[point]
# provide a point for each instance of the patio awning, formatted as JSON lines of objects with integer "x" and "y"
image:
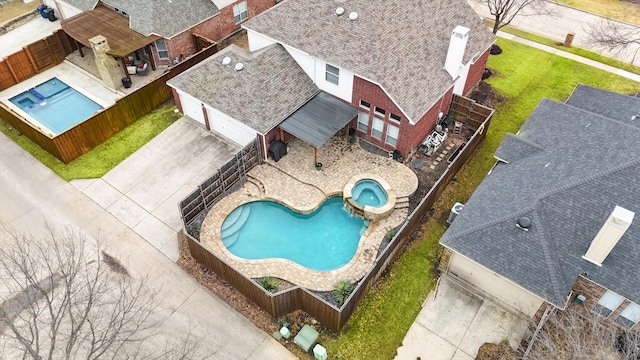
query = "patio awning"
{"x": 108, "y": 23}
{"x": 319, "y": 119}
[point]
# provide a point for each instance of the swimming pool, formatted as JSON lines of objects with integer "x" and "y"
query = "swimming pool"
{"x": 324, "y": 240}
{"x": 56, "y": 105}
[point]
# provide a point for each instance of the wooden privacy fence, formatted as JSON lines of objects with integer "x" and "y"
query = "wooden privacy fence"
{"x": 35, "y": 58}
{"x": 101, "y": 126}
{"x": 229, "y": 177}
{"x": 295, "y": 298}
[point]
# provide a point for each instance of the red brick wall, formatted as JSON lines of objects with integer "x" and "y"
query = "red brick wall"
{"x": 410, "y": 135}
{"x": 475, "y": 72}
{"x": 215, "y": 28}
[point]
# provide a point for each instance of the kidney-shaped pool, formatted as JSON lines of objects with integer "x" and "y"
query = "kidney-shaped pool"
{"x": 324, "y": 240}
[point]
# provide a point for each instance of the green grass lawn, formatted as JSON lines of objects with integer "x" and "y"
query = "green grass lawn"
{"x": 107, "y": 155}
{"x": 573, "y": 50}
{"x": 522, "y": 76}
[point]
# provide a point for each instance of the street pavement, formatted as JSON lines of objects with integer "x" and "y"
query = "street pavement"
{"x": 31, "y": 195}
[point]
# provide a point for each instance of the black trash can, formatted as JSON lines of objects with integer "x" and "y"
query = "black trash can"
{"x": 50, "y": 14}
{"x": 41, "y": 10}
{"x": 126, "y": 82}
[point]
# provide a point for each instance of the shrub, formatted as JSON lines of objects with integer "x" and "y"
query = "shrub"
{"x": 269, "y": 283}
{"x": 343, "y": 289}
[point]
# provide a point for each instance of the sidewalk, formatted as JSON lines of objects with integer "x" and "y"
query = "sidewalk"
{"x": 565, "y": 20}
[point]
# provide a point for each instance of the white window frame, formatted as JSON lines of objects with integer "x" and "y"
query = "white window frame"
{"x": 162, "y": 49}
{"x": 391, "y": 139}
{"x": 363, "y": 122}
{"x": 240, "y": 12}
{"x": 332, "y": 74}
{"x": 629, "y": 316}
{"x": 608, "y": 303}
{"x": 377, "y": 127}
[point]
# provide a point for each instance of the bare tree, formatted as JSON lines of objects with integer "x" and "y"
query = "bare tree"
{"x": 615, "y": 37}
{"x": 64, "y": 298}
{"x": 504, "y": 11}
{"x": 573, "y": 334}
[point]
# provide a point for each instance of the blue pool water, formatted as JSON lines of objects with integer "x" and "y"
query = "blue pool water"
{"x": 56, "y": 105}
{"x": 369, "y": 192}
{"x": 323, "y": 240}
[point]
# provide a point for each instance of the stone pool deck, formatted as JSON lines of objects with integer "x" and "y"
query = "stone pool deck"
{"x": 295, "y": 182}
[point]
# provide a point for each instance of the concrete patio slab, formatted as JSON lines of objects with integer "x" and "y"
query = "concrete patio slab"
{"x": 456, "y": 317}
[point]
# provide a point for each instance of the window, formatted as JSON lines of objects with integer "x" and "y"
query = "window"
{"x": 363, "y": 122}
{"x": 332, "y": 74}
{"x": 629, "y": 316}
{"x": 608, "y": 303}
{"x": 240, "y": 11}
{"x": 161, "y": 47}
{"x": 376, "y": 132}
{"x": 392, "y": 135}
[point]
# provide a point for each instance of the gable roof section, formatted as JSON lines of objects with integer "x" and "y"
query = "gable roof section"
{"x": 586, "y": 164}
{"x": 400, "y": 45}
{"x": 166, "y": 18}
{"x": 268, "y": 89}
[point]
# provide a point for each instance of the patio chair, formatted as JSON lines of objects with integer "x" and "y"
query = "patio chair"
{"x": 143, "y": 69}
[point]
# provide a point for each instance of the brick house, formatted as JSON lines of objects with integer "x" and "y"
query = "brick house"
{"x": 553, "y": 222}
{"x": 394, "y": 66}
{"x": 182, "y": 25}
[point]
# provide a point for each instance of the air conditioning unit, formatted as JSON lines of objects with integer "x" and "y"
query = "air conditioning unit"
{"x": 455, "y": 210}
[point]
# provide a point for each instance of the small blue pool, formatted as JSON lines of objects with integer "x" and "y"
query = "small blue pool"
{"x": 324, "y": 240}
{"x": 369, "y": 192}
{"x": 56, "y": 105}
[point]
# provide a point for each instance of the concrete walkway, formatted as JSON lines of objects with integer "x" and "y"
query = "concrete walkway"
{"x": 563, "y": 20}
{"x": 31, "y": 194}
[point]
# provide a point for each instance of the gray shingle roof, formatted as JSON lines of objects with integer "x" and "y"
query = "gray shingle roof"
{"x": 166, "y": 18}
{"x": 587, "y": 164}
{"x": 401, "y": 45}
{"x": 269, "y": 88}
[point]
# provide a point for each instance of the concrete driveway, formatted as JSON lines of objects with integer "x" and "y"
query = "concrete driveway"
{"x": 454, "y": 322}
{"x": 31, "y": 194}
{"x": 144, "y": 190}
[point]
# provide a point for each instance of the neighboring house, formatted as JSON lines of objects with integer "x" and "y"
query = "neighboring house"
{"x": 554, "y": 218}
{"x": 182, "y": 25}
{"x": 396, "y": 64}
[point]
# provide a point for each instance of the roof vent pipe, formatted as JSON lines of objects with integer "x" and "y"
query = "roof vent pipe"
{"x": 524, "y": 223}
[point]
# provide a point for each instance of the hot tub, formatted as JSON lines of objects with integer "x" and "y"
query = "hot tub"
{"x": 369, "y": 196}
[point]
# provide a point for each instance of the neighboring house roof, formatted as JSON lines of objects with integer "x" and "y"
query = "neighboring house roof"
{"x": 401, "y": 45}
{"x": 267, "y": 90}
{"x": 567, "y": 169}
{"x": 166, "y": 18}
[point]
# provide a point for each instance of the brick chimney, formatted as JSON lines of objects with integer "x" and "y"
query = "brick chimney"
{"x": 609, "y": 235}
{"x": 457, "y": 46}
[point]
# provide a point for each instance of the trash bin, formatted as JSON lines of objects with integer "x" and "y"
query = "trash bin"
{"x": 50, "y": 14}
{"x": 41, "y": 10}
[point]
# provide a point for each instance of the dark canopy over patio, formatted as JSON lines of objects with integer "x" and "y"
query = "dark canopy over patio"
{"x": 108, "y": 23}
{"x": 319, "y": 119}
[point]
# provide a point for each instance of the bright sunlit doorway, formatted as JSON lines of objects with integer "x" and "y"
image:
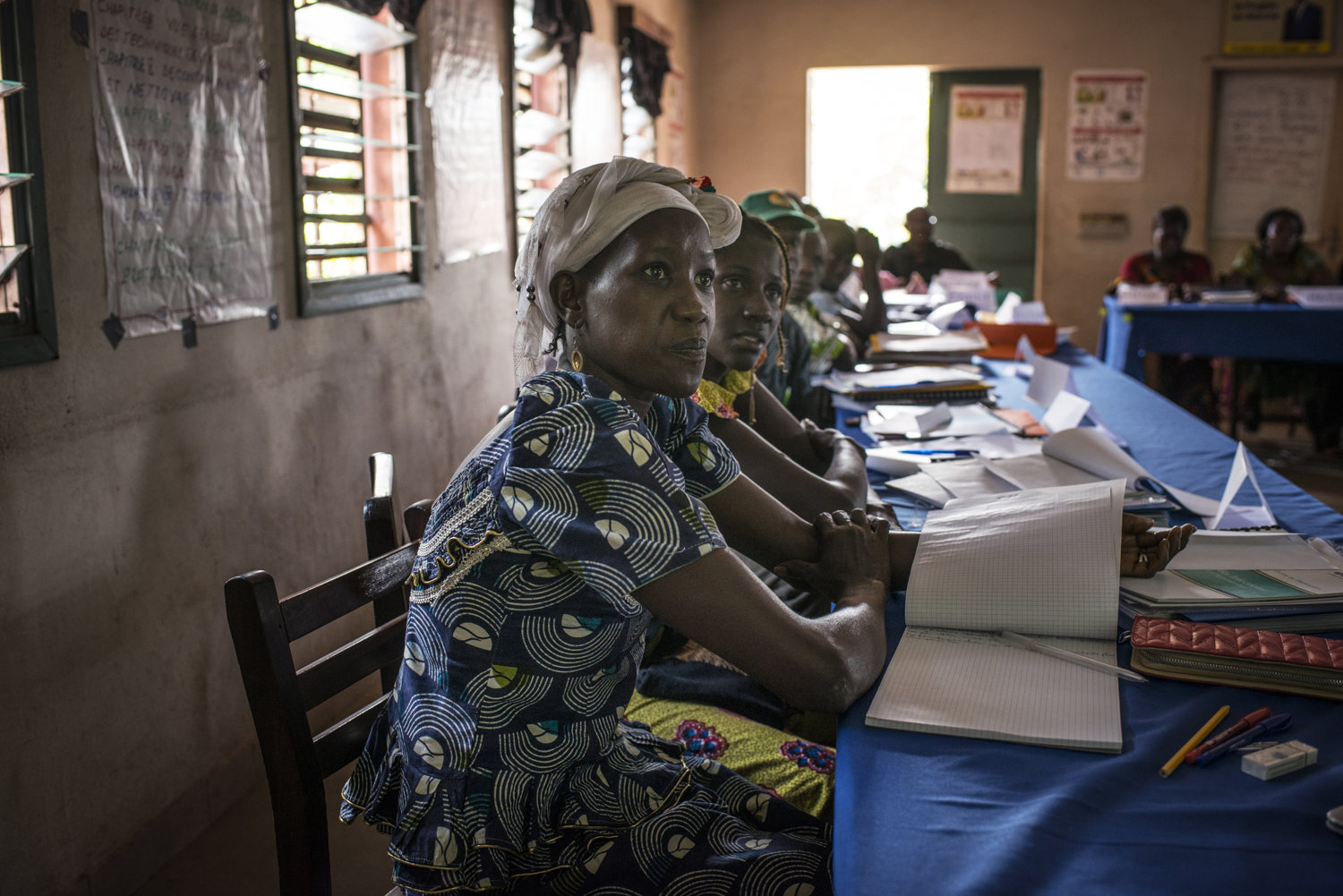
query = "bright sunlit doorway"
{"x": 868, "y": 145}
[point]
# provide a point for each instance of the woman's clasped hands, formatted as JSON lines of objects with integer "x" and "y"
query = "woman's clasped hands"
{"x": 854, "y": 562}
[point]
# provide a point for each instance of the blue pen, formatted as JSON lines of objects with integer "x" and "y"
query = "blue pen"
{"x": 951, "y": 452}
{"x": 1270, "y": 726}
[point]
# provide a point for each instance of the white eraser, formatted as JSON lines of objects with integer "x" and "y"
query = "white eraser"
{"x": 1278, "y": 761}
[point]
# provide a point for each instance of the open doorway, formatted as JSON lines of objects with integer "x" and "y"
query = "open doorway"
{"x": 868, "y": 168}
{"x": 883, "y": 140}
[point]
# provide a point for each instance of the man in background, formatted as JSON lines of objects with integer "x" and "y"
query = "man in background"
{"x": 921, "y": 255}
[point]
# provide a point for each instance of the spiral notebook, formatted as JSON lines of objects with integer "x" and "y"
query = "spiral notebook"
{"x": 996, "y": 565}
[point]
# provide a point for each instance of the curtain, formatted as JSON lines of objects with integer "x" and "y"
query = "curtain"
{"x": 650, "y": 64}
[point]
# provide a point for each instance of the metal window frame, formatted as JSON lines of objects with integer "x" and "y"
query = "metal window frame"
{"x": 348, "y": 293}
{"x": 34, "y": 337}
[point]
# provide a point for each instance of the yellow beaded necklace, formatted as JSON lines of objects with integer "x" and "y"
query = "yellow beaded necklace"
{"x": 717, "y": 397}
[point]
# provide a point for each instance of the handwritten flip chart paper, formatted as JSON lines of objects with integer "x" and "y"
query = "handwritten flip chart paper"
{"x": 464, "y": 112}
{"x": 1272, "y": 148}
{"x": 983, "y": 144}
{"x": 180, "y": 126}
{"x": 1107, "y": 125}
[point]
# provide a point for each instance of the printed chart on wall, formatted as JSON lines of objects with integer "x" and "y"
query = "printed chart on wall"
{"x": 1107, "y": 125}
{"x": 1272, "y": 148}
{"x": 179, "y": 118}
{"x": 983, "y": 142}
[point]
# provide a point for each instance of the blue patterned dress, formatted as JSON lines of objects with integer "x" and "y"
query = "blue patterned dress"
{"x": 504, "y": 761}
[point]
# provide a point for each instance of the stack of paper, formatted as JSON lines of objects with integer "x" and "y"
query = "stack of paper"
{"x": 1244, "y": 578}
{"x": 1327, "y": 297}
{"x": 935, "y": 421}
{"x": 945, "y": 348}
{"x": 908, "y": 384}
{"x": 991, "y": 566}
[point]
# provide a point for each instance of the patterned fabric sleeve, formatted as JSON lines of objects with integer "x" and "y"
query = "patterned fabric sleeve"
{"x": 588, "y": 482}
{"x": 706, "y": 464}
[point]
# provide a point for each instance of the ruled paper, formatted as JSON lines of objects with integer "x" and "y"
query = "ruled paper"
{"x": 1042, "y": 563}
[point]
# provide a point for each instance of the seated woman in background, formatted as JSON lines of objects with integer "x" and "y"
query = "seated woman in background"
{"x": 827, "y": 344}
{"x": 808, "y": 468}
{"x": 1168, "y": 260}
{"x": 1184, "y": 379}
{"x": 851, "y": 295}
{"x": 1280, "y": 260}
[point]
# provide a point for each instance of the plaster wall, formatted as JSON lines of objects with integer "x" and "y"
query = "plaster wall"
{"x": 749, "y": 73}
{"x": 133, "y": 482}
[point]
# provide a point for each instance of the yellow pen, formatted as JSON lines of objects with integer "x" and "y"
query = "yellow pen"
{"x": 1193, "y": 742}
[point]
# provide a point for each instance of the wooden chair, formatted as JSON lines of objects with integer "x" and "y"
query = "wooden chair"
{"x": 297, "y": 761}
{"x": 379, "y": 515}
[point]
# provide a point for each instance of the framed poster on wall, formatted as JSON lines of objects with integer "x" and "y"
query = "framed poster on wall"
{"x": 1278, "y": 27}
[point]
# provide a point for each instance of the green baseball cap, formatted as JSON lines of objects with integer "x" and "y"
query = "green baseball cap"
{"x": 776, "y": 207}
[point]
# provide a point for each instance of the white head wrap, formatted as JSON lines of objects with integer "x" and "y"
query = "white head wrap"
{"x": 585, "y": 214}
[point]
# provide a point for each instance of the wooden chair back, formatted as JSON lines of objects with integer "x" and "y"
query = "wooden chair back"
{"x": 297, "y": 761}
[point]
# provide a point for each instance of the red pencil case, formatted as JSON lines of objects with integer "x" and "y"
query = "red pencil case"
{"x": 1240, "y": 657}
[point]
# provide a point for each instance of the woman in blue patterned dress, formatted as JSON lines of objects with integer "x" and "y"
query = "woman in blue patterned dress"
{"x": 504, "y": 761}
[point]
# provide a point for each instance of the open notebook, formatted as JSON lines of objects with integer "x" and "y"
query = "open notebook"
{"x": 1042, "y": 563}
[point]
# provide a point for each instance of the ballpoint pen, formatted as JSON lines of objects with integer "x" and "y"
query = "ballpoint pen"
{"x": 951, "y": 452}
{"x": 1248, "y": 721}
{"x": 1021, "y": 641}
{"x": 1178, "y": 759}
{"x": 1267, "y": 727}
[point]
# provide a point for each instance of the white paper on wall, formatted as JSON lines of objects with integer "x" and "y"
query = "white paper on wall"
{"x": 1107, "y": 124}
{"x": 180, "y": 129}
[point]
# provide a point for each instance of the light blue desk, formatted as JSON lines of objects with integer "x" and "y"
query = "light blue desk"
{"x": 1256, "y": 332}
{"x": 926, "y": 815}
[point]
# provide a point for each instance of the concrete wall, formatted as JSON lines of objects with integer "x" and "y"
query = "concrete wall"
{"x": 749, "y": 132}
{"x": 133, "y": 482}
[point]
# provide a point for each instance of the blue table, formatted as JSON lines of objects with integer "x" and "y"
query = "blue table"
{"x": 919, "y": 813}
{"x": 1259, "y": 332}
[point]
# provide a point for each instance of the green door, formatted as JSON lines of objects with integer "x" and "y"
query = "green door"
{"x": 996, "y": 231}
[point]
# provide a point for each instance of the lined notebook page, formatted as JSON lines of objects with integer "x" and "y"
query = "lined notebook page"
{"x": 1039, "y": 562}
{"x": 969, "y": 684}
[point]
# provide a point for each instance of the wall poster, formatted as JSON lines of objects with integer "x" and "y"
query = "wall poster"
{"x": 983, "y": 144}
{"x": 180, "y": 128}
{"x": 1107, "y": 125}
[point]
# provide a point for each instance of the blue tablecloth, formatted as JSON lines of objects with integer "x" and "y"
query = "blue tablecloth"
{"x": 919, "y": 813}
{"x": 1264, "y": 332}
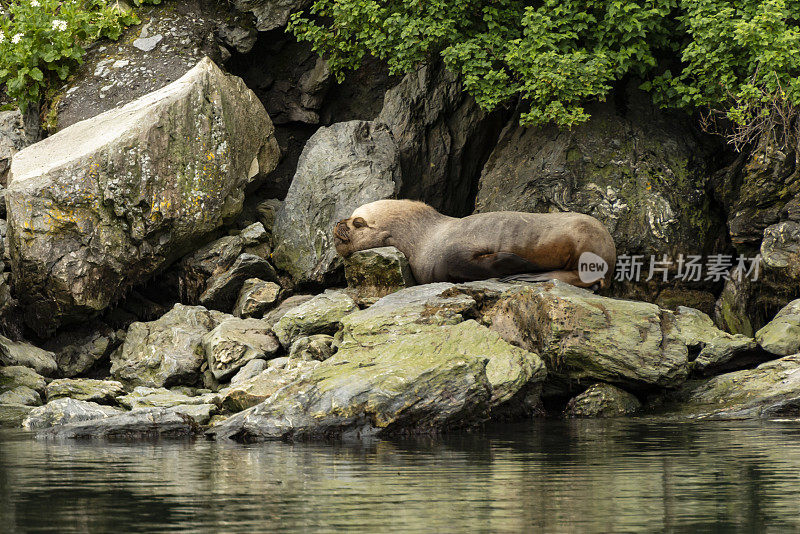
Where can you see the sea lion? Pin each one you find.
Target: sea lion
(502, 244)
_ _ _ _ _
Work task -> Working from the data above, extract solely the lines from the one containing "open notebook, formatted" through the one containing "# provide a point for each instance of the light", exactly as they appear, both included.

Exercise output ->
# provide a point for each instance of the open notebook, formatted as JSON lines of objects with integer "x" and "y"
query = "open notebook"
{"x": 1042, "y": 563}
[point]
# provide a point for each instance of the ballpoint pen, formatted as JSON lines of objects with integer "x" and "y"
query = "ballpoint pen"
{"x": 951, "y": 452}
{"x": 1248, "y": 721}
{"x": 1021, "y": 641}
{"x": 1178, "y": 759}
{"x": 1267, "y": 727}
[point]
# provide a point for each instance of the white paper on wall, formatted as JSON lines of objects with integer "x" and "y"
query = "white paper on wall"
{"x": 1107, "y": 124}
{"x": 180, "y": 129}
[point]
# provide a point for each instance of the light blue desk, formatted as JSON lines of objects with integer "x" and "y"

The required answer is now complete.